# WHAT YOU WILL DO
The entries below should be given again exactly, minus their pictures.
§ §
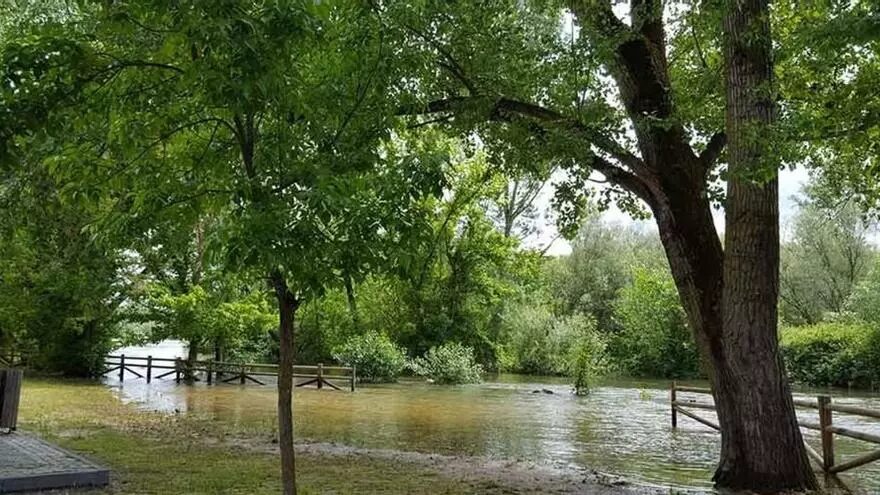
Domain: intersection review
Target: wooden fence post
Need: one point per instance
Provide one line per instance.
(121, 367)
(320, 375)
(825, 421)
(149, 368)
(10, 394)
§ §
# CORRECT ANSWER
Domain: intersection review
Target: wooden fence post
Need: one point per instance
Provide one line per instance.
(121, 367)
(320, 375)
(825, 421)
(149, 368)
(10, 394)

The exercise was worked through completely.